[Aufgabenstellung]:
1 - Übertragen Sie aus dem Text über künstliche radioaktive Isotope die Passage von „Künstliche radioaktive Isotope“ bis „erfolgt durch Radioonkologen.“ unverändert.
2 - Bitte schreiben Sie den Text über künstliche radioaktive Isotope im Anschluss an seinen letzten Satz weiter.

[Ausgangstext]:
++++++++++++++++++++

Künstliche radioaktive Isotope
Isotope
wie 60Co, 137Cs oder 192Ir (daneben noch Rhutenium in der Kontakttherapie des okulären Melanoms) werden als Perlen, Drähte oder Platten mit dem Tumorgewebe in Kontakt gebracht. Der Vorteil der Methode liegt in der exakten tumorspezifischen Applikation und der möglichen Minimierung von Bestrahlung des umgebenden oder darunterliegenden gesunden Gewebes und der Verminderung des Erholungseffekts des Tumors durch Bestrahlungspausen, der Nachteil in der zum Teil schwierigen und teils nicht unblutigen Applikation, die bei multimorbiden Patienten einen sonst wesentlichen Vorteil der Strahlentherapie wieder aufhebt. Die Anwendung erfolgt durch Radioonkologen.
Künstliche β-Strahler
Sie sind durch ihre Eindringtiefe von nur wenigen Millimetern für eine oberflächliche
Strahlentherapie von Hauterkrankungen besonders geeignet. Im Allgemeinen wird das radioaktive
Strontium (
90Sr) verwendet, das mit einer Halbwertzeit von 21,6 Jahren in das radioaktive Yttrium
90Y zerfällt. Aus diesem entsteht das radioaktive Zirkonium (
99Zr), das mit einer Halbwertzeit von 2,4 Tagen eine reine β-Strahlung
von maximal 2,35 MV emittiert. Die Präparate kommen als Platten (umschlossene β-Strahler) 90Sr-90Y (Buchler) zur Anwendung.

++++++++++++++++++++

[Vorliegendes Material]:
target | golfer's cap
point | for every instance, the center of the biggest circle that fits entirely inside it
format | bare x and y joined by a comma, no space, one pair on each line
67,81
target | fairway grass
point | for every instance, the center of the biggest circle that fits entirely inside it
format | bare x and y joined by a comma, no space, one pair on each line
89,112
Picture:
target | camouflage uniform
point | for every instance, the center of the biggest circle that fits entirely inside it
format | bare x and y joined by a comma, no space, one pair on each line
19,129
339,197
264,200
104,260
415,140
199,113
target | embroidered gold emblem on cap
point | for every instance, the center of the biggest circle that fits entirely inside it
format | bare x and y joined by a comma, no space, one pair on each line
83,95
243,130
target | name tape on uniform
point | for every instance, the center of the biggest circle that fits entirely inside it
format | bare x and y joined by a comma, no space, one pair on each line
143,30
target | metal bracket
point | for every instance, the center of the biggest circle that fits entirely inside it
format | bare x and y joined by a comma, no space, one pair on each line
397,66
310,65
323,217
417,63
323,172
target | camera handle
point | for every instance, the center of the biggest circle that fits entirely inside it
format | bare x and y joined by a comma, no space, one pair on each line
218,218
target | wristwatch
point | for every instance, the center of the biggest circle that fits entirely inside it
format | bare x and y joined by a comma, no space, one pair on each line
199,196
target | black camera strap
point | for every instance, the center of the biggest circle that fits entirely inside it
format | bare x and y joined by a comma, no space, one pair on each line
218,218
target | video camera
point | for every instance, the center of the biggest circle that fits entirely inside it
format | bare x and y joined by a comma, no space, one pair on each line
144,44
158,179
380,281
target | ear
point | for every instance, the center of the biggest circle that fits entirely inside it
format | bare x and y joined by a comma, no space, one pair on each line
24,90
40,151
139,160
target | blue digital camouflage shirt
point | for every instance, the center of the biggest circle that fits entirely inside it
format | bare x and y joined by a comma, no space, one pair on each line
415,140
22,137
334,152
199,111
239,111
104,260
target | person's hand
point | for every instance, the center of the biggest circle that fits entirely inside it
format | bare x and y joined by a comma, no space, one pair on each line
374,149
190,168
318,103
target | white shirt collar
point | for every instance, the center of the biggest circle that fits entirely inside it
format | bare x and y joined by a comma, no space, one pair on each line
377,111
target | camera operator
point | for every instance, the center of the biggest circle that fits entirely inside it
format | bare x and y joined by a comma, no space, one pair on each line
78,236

++++++++++++++++++++

[Lösungen]:
1 -
Künstliche radioaktive Isotope
Isotope
wie 60Co, 137Cs oder 192Ir (daneben noch Rhutenium in der Kontakttherapie des okulären Melanoms) werden als Perlen, Drähte oder Platten mit dem Tumorgewebe in Kontakt gebracht. Der Vorteil der Methode liegt in der exakten tumorspezifischen Applikation und der möglichen Minimierung von Bestrahlung des umgebenden oder darunterliegenden gesunden Gewebes und der Verminderung des Erholungseffekts des Tumors durch Bestrahlungspausen, der Nachteil in der zum Teil schwierigen und teils nicht unblutigen Applikation, die bei multimorbiden Patienten einen sonst wesentlichen Vorteil der Strahlentherapie wieder aufhebt. Die Anwendung erfolgt durch Radioonkologen.

2 -
Strahlenarten für spezielle Anwendungen (Neutronen, Protonen, schwere Ionen)
Diese Strahlenqualitäten sind nur in wenigen Zentren verfügbar, ihre Herstellung ist extrem aufwendig und bewegt sich zum Teil im Grenzbereich des mit den Kenntnissen der heutigen Physik Möglichen. Gemeinsam sind ihnen eine geringere Eindringtiefe und die Möglichkeit einer millimetergenauen Fokussierung. Hieraus ergibt sich ein großes Potenzial in der Behandlung oberflächlicher Weichteilmetastasen im Kopf-Hals-Bereich und bei Hirnmetastasen. Nachteilig sind bei allen aufgeführten Strahlenarten die extrem hohen Kosten. Größere Bedeutung hat mittlerweile vor allem die Neutronen- und die (Borionen-) Neutroneneinfangtherapie
bei Lymphknoten- und Thoraxwandmetastasen des Melanoms erlangt.